EXCERPTED TEXT –
# # # # #

Re: namdEnergy gives significantly different values from those in log file?

From: Peter Freddolino (petefred_at_ks.uiuc.edu)
Date: Sat Nov 29 2008 - 23:12:01 CST

Hi Steve,
just to be clear, you're not "sampling" using potential energy alone,
but you would be doing your reweighting and analysis based on potential
energy alone. Because the observables you care about are functions only
of the spatial coordinates, you should really be concerning yourself
with the configurational partition function, potential energies, and so
on (you'll also see this throughout the literature on reweighting and
replica exchange). If you're really sampling in the canonical ensemble
(and do enough sampling) then you'd find that the kinetic energy
distribution is the same for any particular coordinates, so the kinetic
energy doesn't contribute to (for example) conformational free energy
differences. This is why Jerome noted that you could think of your
frames as if they were generated by MC: for the particular analysis that
you're doing, MD is just a machine for generating conformations sampled
from the canonical ensemble.

More sampling is frequently the answer; you'll also certainly want to
rerun in NVT if you haven't already. It still might also be a good idea
to switch to using a more sophisticated method for doing the reweighting
and analysis (like WHAM, or the derivatives thereof cited earlier in the
thread) that is more specifically designed for replica exchange; if
nothing else, you should get a better feel for your statistical
uncertainty that way.

# # # # #

CHALLENGE – Continue the mailing-list reply about reweighting replica-exchange data by potential energy, picking up after its final sentence.

Point annotation rows:
# # # # #

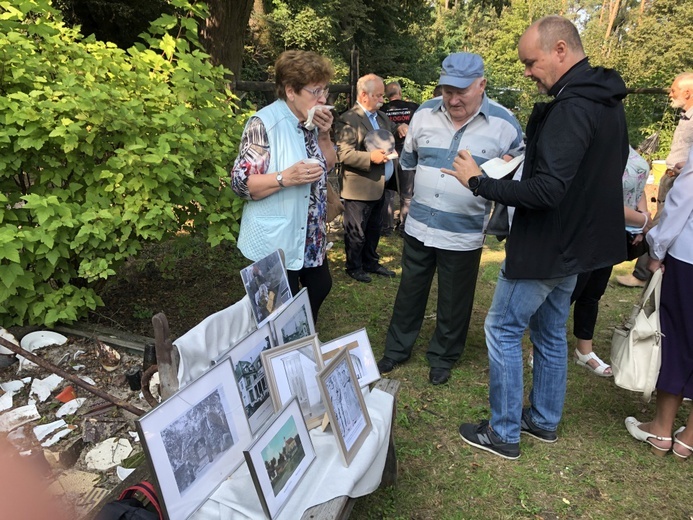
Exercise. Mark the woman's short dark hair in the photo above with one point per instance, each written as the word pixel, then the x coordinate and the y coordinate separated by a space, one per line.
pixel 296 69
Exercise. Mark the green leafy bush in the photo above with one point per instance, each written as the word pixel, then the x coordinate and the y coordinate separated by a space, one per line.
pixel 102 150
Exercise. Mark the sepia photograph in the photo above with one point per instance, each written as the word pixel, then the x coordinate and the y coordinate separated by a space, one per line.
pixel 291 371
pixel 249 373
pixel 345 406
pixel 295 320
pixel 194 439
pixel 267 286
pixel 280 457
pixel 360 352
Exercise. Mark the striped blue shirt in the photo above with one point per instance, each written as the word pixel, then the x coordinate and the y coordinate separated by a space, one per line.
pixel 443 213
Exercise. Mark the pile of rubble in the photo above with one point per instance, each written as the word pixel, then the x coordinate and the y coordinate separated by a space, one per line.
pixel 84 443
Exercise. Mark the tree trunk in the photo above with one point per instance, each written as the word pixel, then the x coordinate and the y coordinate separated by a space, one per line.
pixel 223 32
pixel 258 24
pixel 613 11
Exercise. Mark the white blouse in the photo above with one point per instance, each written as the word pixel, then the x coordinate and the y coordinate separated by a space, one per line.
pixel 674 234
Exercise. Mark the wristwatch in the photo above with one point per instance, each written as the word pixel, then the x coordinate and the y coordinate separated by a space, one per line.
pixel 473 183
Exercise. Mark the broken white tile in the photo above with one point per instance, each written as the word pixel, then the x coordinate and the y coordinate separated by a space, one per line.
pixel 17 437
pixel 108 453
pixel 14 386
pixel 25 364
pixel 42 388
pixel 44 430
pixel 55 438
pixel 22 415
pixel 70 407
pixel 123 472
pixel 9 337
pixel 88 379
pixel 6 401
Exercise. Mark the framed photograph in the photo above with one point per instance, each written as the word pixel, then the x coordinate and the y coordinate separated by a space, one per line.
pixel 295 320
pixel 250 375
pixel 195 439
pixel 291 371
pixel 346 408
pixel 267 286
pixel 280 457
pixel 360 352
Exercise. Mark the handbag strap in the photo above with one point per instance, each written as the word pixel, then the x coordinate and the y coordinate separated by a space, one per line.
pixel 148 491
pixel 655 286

# # # # #

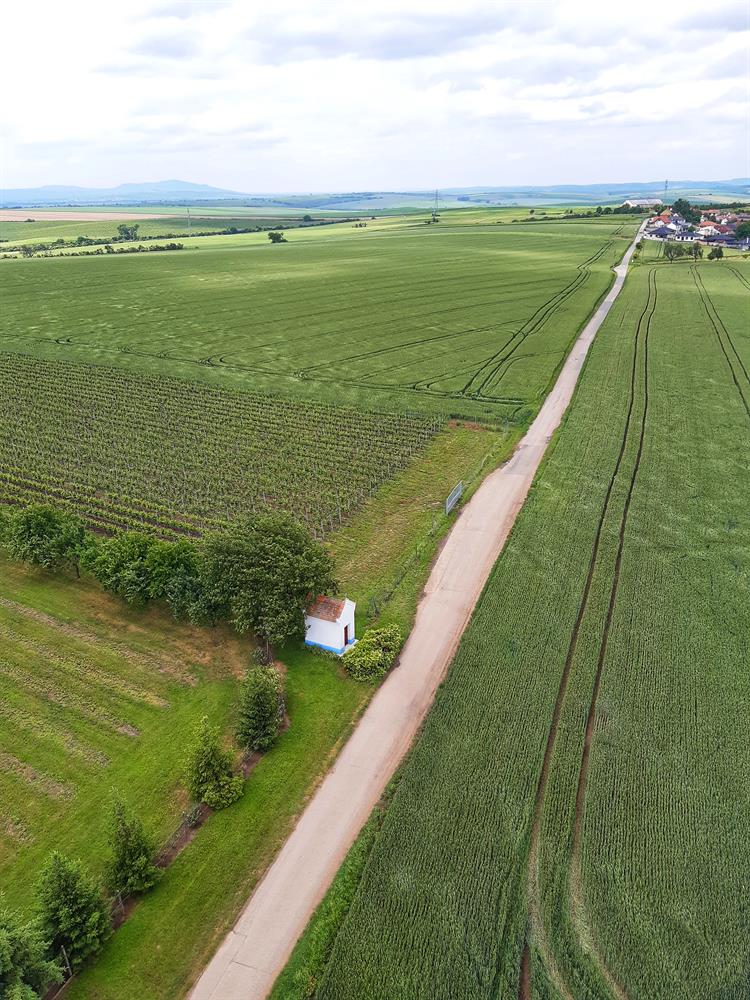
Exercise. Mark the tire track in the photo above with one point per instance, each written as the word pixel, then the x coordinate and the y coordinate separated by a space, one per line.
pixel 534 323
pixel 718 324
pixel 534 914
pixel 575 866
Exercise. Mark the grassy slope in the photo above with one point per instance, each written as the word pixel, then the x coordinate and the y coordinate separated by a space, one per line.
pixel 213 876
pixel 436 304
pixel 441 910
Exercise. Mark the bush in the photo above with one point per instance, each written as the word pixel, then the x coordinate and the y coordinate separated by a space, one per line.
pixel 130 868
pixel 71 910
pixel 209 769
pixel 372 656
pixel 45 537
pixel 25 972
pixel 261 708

# # # # #

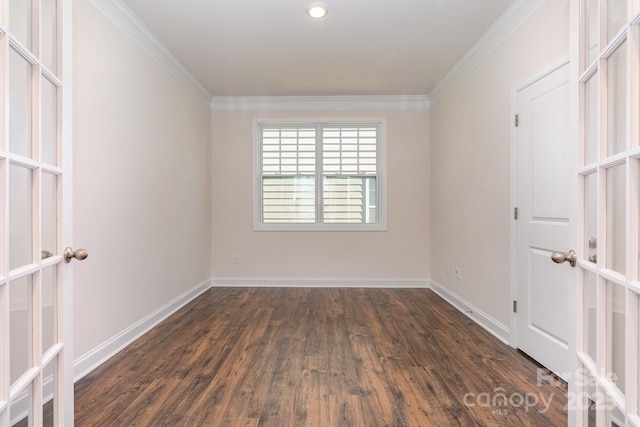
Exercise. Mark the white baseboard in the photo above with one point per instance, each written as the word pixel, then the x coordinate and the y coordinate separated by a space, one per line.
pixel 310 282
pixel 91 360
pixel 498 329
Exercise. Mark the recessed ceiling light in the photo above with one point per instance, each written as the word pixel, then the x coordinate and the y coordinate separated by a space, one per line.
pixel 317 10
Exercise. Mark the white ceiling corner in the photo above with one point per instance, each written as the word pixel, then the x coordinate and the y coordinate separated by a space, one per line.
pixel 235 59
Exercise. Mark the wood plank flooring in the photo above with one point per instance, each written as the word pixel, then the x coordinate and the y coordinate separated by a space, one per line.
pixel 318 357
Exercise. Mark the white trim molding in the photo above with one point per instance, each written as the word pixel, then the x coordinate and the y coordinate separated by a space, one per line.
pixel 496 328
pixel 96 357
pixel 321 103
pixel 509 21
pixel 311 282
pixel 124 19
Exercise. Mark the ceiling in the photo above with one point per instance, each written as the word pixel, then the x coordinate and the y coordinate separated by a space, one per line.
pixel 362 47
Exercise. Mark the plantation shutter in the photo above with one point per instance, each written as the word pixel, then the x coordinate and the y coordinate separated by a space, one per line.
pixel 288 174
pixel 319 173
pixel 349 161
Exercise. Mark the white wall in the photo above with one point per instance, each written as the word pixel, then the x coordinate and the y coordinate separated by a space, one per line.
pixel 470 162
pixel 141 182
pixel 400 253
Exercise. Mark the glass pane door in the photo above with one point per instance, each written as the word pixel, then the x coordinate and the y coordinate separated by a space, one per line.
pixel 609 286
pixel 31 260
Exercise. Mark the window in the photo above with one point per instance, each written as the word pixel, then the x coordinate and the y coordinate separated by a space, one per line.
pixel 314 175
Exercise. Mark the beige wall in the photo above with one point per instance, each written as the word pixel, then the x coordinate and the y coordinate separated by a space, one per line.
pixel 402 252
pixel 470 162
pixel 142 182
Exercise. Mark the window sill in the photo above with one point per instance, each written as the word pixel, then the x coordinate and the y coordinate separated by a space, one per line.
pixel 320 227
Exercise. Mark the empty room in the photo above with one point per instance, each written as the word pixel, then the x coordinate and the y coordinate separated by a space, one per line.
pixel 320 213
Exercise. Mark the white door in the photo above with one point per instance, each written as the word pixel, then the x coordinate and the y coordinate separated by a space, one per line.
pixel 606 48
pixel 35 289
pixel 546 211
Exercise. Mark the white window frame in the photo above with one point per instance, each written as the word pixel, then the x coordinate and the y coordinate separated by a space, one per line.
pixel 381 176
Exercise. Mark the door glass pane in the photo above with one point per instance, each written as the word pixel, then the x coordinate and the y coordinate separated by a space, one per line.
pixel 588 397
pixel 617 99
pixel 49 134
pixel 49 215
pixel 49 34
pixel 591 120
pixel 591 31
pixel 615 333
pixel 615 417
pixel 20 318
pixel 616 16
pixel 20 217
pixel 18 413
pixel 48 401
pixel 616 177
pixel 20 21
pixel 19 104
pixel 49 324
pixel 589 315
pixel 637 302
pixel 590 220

# # # # #

FINAL ANSWER –
Best,
Peter

Steven Samuel Plotkin wrote:
>
> Dear Peter, Jerome,
>
> Sampling using potential energy alone is an interesting suggestion. If
> I were doing MC simulation I would not question it of course, however
> the MD system has KE, and the Boltzmann weights in principle are not
> exp(-PE_i/kT) but are exp(-E_i/kT). So I suppose the physical
> motivation behind this must be that one can trace over the momenta or
> velocities independent of the coordinates. I think this is almost
> always OK so long as the system is in equilibrium (and potentials are
> not velocity-dependent). I decided to check whether the KEs and PEs
> were correlated, (which I suppose they could be if the system was not
> fully in equilibrium). If they were correlated then one would have to
> use E_tot I suppose:
> http://www.physics.ubc.ca/~steve/NAMD/Repx/PEvsKE.jpg
> But I would call that uncorrelated.
>
> So I think you can generally use either PE or E_total for sampling
> purposes. PE will have larger negative numbers which might make things
> more difficult in practice. I don't think one is fundamentally better
> than the other though, would you agree?
>
> To be sure, I plotted my preliminary Free energy surface for both
> E_tot and PE. They seem quite close, relatively speaking:
> http://www.physics.ubc.ca/~steve/NAMD/Repx/FvsRMSDprelim2.jpg
> I think if my sampling were better they would be even closer. The
> ruggedness in my free E surface seems to indicate sampling is too
> sparse. I thought 8000 data points would have been enough for this 1-d
> surface, but it is apparently not.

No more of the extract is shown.